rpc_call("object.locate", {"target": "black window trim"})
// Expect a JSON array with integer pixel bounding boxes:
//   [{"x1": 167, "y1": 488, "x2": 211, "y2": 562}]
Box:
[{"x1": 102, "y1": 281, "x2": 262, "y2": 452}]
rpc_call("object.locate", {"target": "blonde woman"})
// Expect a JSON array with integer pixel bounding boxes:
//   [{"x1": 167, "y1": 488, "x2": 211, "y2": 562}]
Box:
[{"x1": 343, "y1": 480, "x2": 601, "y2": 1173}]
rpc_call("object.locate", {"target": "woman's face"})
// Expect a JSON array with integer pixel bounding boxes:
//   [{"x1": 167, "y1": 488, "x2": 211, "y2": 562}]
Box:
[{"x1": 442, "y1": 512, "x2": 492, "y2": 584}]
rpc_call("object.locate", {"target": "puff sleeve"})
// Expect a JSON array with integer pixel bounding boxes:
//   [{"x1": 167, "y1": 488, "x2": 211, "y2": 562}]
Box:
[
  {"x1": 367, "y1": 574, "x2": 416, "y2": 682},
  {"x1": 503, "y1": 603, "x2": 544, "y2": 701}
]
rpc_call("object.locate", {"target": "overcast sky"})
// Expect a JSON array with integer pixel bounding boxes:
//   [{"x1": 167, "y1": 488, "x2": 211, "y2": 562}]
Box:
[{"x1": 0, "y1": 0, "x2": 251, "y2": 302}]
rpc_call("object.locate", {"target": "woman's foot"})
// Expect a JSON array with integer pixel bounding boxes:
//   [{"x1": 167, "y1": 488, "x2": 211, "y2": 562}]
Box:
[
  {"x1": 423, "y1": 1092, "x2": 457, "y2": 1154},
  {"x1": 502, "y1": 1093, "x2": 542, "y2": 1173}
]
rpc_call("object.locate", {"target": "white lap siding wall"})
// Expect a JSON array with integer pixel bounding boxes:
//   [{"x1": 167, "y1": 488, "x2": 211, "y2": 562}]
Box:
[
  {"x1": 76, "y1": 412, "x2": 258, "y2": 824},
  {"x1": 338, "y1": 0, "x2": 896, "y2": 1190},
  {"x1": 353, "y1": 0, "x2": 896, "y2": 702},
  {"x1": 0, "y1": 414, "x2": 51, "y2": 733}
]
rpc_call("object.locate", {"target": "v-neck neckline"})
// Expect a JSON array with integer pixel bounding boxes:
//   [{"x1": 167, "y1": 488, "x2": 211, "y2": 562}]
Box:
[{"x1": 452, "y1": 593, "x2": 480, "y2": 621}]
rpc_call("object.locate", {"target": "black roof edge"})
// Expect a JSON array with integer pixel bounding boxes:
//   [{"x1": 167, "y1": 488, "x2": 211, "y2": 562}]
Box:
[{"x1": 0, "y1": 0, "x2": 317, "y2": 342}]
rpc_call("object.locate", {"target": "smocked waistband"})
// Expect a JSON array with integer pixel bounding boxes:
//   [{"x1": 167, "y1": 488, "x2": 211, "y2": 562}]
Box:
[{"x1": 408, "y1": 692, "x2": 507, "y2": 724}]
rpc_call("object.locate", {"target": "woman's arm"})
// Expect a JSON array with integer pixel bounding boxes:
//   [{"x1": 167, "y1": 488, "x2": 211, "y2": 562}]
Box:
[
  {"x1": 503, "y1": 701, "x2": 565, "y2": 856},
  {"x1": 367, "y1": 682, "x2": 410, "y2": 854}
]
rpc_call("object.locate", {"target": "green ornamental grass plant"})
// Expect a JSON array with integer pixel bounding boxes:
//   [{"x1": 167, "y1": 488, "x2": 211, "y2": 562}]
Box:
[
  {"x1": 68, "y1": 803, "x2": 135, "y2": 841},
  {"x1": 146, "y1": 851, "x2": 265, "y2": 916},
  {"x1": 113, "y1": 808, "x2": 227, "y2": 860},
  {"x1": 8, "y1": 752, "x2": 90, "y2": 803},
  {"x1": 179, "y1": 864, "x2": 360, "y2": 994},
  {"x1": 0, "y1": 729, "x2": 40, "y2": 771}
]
══════════
-- What is being asked --
Please find every line in the entries above that contains the string "target" and copy each of those lines. Case counts, so uppercase and lowercase letters must match.

-- The output --
rpc_call("object.locate", {"target": "black window trim"})
rpc_call("object.locate", {"target": "blonde woman"})
rpc_call("object.locate", {"target": "woman's face"})
rpc_call("object.locate", {"target": "puff sleeve"})
rpc_call("object.locate", {"target": "overcast sky"})
rpc_call("object.locate", {"target": "woman's foot"})
rpc_call("object.locate", {"target": "white lap siding wall"})
rpc_call("object.locate", {"target": "v-neck neckline"})
rpc_call("object.locate", {"target": "black roof edge"})
rpc_call("object.locate", {"target": "smocked waistband"})
rpc_call("object.locate", {"target": "woman's arm"})
rpc_call("object.locate", {"target": "green ornamental grass plant"})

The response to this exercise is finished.